== 本文抜粋

そして、正直言うと、ちょっとしたカットイラスト系の依頼(特に新規クライアントさんからの依頼で)はガクッと減った。誰でも描けそうな仕事だと、わざわざ海外に発注しなくてもいいや、と思うのかもしれない。
レギュラーのそういう仕事のいくつかが、「連絡すらなく」終わったりもした。そういう扱いを受けるのは、フリーになって何年経っても慣れなくて、すごく傷つく…。そしてぶっちゃけ、記事系の名前がバーンと出る仕事は、ハデで儲かりそうなイメージかもしれないけど、実際はそんなことはなくて、お金のわりに手間がむちゃくちゃかかり、そして内容によってはボコボコに叩かれたりして金銭的にも精神的にも全く割にあわない。伝えたいこと、書きたいことがあるからやっているだけだ。地味に見えるカットイラスト仕事を大量にこなしたほうが、短時間で、平和な精神を保てながら着実に儲けられたりする(もちろんカット仕事だってクライアントさんによってはストレスは貯まるけど、自分の名前で自分の考えを描いていく仕事のストレスと割のあわなさに比べたらその比じゃないと私は思う)。だから、収入源的に、そういう仕事が減るのは痛いなあと正直なところ思った。
とはいえ、その一方で、これは私が適任、と思ってくれるようなものだと、新規クライアントさんでも大きめの仕事でもちゃんと海外にいても発注してもらえるということがわかった。今はスカイプなどで打ち合わせもできるから、作業的にも全く問題ない。そうか、条件が揃えば海外にいてもちゃんと新規のお仕事を発注してもらえるんだ!というのは発見だった。
(そんな仕事のひとつが「東京くらし防災」。東京中に100万部以上配られた冊子。まさかバルセロナで都がクライアントの仕事をするとは…。これはマンガをどう見せるかみたいなアイデア出しから参加してて、私はそういうの得意だし好きなので、絵柄だけじゃなくてそういうところを認められた部分はあったのかも?詳細はこちら↓)

====
== データ行

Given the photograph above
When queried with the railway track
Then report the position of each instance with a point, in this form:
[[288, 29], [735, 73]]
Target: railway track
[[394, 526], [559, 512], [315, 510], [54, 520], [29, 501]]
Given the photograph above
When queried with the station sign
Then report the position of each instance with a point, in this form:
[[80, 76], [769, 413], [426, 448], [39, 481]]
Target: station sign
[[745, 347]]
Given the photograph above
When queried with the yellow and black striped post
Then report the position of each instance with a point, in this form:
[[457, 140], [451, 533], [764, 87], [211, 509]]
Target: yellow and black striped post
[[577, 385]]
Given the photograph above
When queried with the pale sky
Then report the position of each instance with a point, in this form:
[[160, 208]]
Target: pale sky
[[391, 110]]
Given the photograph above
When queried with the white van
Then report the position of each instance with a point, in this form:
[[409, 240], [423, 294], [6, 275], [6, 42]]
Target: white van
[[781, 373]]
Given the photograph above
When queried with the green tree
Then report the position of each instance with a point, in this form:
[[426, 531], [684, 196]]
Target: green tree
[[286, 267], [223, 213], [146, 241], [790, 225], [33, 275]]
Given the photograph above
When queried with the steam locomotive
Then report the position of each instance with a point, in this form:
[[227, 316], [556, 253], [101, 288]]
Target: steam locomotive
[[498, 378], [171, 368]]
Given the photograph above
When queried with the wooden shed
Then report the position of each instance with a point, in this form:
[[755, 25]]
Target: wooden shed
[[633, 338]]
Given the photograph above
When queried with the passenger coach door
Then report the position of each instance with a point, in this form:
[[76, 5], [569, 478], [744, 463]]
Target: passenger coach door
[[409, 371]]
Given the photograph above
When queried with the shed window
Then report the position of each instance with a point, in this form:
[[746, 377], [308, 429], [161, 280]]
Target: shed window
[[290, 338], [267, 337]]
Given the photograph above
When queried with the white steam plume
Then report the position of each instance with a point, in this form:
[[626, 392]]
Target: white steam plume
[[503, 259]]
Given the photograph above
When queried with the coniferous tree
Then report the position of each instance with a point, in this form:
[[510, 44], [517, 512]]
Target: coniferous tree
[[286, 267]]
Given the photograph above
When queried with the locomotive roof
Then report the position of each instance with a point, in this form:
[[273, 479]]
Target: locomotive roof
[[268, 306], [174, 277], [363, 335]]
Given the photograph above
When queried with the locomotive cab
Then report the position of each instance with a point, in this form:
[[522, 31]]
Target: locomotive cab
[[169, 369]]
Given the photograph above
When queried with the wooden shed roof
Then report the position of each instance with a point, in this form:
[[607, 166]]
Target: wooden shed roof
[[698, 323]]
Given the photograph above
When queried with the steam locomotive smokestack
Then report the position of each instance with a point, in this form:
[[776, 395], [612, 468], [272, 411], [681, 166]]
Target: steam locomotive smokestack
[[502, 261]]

====
== データ行

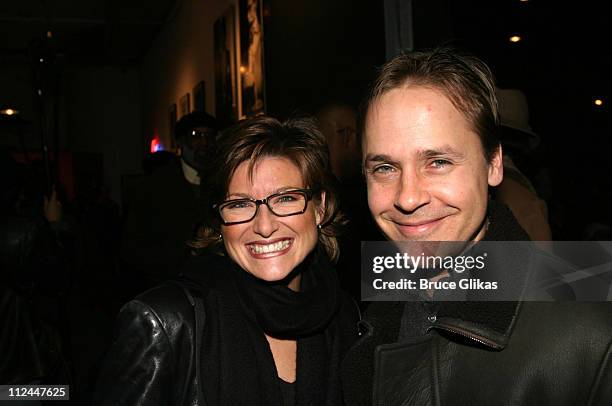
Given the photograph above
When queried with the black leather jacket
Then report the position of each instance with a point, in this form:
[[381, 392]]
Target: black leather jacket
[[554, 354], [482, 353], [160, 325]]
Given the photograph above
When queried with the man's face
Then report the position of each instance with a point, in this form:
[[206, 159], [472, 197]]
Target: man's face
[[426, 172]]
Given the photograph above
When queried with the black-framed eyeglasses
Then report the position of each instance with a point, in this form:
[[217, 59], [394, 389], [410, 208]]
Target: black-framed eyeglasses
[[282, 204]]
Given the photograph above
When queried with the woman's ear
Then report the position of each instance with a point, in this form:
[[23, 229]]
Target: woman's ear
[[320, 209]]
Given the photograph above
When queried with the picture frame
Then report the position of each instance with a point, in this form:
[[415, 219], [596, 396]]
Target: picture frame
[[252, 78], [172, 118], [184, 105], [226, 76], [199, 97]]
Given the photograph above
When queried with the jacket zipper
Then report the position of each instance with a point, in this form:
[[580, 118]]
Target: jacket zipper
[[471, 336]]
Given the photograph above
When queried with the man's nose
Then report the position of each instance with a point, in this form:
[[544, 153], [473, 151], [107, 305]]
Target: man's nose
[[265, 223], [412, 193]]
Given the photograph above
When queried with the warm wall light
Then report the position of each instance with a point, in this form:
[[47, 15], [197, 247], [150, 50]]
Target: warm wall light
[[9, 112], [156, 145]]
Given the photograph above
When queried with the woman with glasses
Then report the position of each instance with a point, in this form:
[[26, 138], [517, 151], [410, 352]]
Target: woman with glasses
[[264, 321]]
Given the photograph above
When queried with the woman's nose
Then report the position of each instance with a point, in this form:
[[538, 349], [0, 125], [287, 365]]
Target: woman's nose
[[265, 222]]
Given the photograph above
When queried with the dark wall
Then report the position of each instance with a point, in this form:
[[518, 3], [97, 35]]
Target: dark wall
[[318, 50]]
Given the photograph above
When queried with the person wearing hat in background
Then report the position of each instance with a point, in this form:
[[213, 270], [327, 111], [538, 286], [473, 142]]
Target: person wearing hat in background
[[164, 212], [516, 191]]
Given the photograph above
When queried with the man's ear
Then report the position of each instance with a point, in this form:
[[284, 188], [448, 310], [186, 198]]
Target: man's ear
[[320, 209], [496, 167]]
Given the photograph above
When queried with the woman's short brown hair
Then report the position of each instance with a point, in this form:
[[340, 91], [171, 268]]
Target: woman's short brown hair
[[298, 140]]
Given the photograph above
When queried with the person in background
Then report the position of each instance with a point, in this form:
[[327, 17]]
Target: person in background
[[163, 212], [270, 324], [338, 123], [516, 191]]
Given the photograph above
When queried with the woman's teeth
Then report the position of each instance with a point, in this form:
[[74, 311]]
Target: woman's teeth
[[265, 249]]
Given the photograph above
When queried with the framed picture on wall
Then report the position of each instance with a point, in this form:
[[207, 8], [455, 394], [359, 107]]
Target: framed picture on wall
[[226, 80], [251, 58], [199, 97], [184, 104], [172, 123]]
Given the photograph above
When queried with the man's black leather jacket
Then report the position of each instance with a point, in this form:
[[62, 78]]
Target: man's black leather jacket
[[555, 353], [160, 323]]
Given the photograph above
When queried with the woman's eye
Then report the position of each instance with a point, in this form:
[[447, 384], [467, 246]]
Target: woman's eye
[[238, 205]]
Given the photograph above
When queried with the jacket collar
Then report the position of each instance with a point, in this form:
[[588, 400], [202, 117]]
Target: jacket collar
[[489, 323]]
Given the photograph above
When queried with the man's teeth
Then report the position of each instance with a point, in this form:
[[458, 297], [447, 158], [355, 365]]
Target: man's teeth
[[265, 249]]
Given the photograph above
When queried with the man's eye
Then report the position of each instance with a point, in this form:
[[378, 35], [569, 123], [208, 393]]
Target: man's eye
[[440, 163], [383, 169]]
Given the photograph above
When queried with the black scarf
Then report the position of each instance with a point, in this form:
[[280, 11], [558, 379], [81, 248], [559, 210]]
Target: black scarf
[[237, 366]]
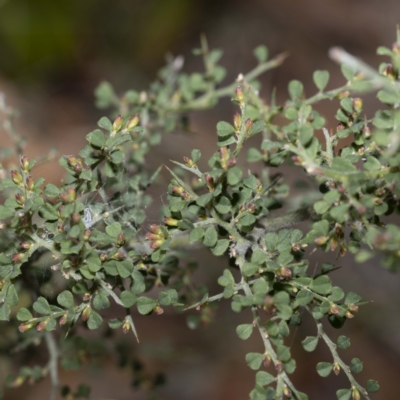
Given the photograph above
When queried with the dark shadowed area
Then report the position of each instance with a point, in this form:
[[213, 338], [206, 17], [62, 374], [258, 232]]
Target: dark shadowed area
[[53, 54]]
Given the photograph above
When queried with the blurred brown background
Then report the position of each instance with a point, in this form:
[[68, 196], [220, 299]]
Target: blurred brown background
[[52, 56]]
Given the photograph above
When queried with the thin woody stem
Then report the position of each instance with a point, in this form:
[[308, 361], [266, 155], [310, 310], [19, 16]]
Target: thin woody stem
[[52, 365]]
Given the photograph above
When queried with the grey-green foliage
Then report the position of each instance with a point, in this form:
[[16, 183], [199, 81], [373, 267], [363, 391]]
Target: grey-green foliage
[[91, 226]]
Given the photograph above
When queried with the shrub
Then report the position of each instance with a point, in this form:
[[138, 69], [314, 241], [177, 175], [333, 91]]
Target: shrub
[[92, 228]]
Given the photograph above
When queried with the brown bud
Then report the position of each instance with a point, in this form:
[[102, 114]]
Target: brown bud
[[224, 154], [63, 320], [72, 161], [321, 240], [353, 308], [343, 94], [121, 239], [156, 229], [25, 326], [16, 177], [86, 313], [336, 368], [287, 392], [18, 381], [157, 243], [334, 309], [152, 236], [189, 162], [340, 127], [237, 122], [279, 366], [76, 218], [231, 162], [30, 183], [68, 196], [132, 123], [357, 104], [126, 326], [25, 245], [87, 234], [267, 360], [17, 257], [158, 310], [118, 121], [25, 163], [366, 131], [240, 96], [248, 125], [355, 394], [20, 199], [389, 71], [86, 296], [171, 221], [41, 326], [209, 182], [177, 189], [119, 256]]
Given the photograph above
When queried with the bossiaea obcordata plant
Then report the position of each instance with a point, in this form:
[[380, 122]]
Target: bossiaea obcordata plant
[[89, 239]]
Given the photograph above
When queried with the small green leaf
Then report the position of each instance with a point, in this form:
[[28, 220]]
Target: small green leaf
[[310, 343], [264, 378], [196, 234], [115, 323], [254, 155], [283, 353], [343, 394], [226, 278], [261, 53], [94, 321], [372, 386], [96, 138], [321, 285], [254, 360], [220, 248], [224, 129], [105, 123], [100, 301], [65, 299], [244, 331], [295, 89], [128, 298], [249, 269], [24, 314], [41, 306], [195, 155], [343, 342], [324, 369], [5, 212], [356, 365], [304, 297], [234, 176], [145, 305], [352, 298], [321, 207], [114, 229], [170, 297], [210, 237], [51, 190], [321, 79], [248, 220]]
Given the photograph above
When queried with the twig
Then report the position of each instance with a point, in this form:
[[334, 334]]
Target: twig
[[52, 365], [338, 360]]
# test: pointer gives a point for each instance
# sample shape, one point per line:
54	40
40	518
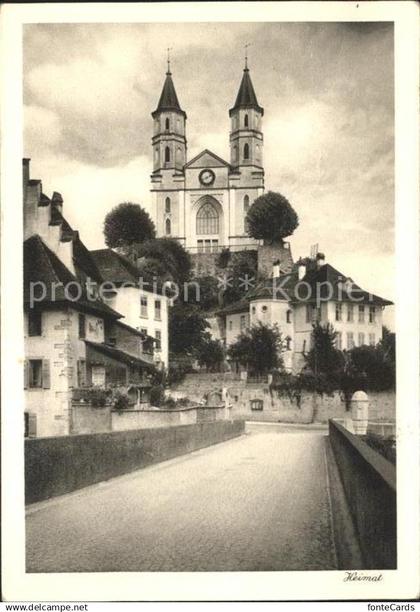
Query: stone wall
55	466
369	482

====

_設問_
本文について次に答えよ。
1. 新規クライアントからの依頼で、ガクッと減ったのはどんな依頼か。
2. 打ち合わせの手段として挙げられているものは何か。
3. 「東京くらし防災」の冊子は、東京中に何部以上配られたか。
行の内容は使わなくてよい。

_回答_
1. ちょっとしたカットイラスト系の依頼
2. スカイプ
3. 100万部以上